WHAT TO WORK ON
Count how many of the lines below contain the word "dark", matching case exactly, and give only that number.

PROVIDED INFORMATION
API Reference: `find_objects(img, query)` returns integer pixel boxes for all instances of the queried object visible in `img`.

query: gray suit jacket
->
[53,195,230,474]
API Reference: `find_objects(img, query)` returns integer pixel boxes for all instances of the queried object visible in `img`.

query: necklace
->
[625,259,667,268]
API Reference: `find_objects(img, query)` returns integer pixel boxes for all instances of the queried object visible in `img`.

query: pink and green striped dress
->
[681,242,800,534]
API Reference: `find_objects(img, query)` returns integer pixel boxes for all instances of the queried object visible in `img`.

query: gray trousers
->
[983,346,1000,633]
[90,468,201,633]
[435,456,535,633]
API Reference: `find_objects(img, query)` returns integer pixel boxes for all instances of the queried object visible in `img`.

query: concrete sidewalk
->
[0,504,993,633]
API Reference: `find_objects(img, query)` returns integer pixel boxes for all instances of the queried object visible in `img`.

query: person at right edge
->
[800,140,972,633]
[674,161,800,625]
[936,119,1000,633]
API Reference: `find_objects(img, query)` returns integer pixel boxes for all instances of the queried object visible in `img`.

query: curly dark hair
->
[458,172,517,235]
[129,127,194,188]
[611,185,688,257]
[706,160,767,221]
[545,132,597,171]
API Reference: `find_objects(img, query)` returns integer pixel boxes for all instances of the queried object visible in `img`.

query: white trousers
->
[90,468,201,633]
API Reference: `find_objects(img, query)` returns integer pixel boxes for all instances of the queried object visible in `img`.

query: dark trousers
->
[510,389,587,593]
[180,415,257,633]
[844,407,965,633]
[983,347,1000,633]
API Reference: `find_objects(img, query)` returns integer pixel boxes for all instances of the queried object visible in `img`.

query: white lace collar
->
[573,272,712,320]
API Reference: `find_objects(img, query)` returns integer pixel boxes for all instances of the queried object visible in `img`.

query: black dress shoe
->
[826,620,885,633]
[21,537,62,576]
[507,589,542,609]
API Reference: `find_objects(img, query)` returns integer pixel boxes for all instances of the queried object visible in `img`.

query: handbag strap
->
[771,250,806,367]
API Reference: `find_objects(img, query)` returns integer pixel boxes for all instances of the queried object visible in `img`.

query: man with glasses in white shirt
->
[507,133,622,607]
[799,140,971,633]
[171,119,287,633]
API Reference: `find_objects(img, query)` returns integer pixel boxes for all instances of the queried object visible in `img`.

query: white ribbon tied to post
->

TASK OUTPUT
2